# TEXTAUSZUG
****************

Da sich der Wohnsitz auch an mehreren Orten gleichzeitig befinden kann, hatte der Petent nach Auffassung des Petitionsausschusses bis zum Stichtag seinen ständigen Wohnsitz durchaus im Beitrittsgebiet und ist demnach dem Grunde nach doch anspruchsberechtigt. Deshalb beschloss der Petitionsausschuss in seiner letzten Sitzung, diese Eingabe der Landesregierung zur Berücksichtigung zu überweisen.

Als weiterer Schwerpunkt sind hier die zahlreichen Petitionen von Psychotherapeuten zu nennen. Die Betroffenen beklagen, dass das für die Psychotherapeuten in der gesetzlichen Krankenversicherung für 1999 festgelegte Budget den tatsächlichen Bedarf nicht decke und damit zum einen die psychotherapeutische Versorgung der Bevölkerung nicht gesichert sei und zum anderen die wirtschaftliche Existenz der Gruppe der psychologischen und ärztlichen Psychotherapeuten gefährdet sei. Die Bearbeitung dieser Petitionen konnte bisher noch nicht abgeschlossen werden. Die Mitglieder des Petitionsausschusses hoffen auf eine Lösung im Sinne der Psychotherapeuten.

****************

# ZU ERLEDIGEN
Wiederhole den Textauszug über die Petitionen vollständig und wortgetreu. Die Zeilen sind eigenständiges Material und gehören nicht zum Textauszug.

****************

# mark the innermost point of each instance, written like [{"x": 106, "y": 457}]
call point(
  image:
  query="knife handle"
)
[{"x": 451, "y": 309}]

****************

# LÖSUNG
Da sich der Wohnsitz auch an mehreren Orten gleichzeitig befinden kann, hatte der Petent nach Auffassung des Petitionsausschusses bis zum Stichtag seinen ständigen Wohnsitz durchaus im Beitrittsgebiet und ist demnach dem Grunde nach doch anspruchsberechtigt. Deshalb beschloss der Petitionsausschuss in seiner letzten Sitzung, diese Eingabe der Landesregierung zur Berücksichtigung zu überweisen.

Als weiterer Schwerpunkt sind hier die zahlreichen Petitionen von Psychotherapeuten zu nennen. Die Betroffenen beklagen, dass das für die Psychotherapeuten in der gesetzlichen Krankenversicherung für 1999 festgelegte Budget den tatsächlichen Bedarf nicht decke und damit zum einen die psychotherapeutische Versorgung der Bevölkerung nicht gesichert sei und zum anderen die wirtschaftliche Existenz der Gruppe der psychologischen und ärztlichen Psychotherapeuten gefährdet sei. Die Bearbeitung dieser Petitionen konnte bisher noch nicht abgeschlossen werden. Die Mitglieder des Petitionsausschusses hoffen auf eine Lösung im Sinne der Psychotherapeuten.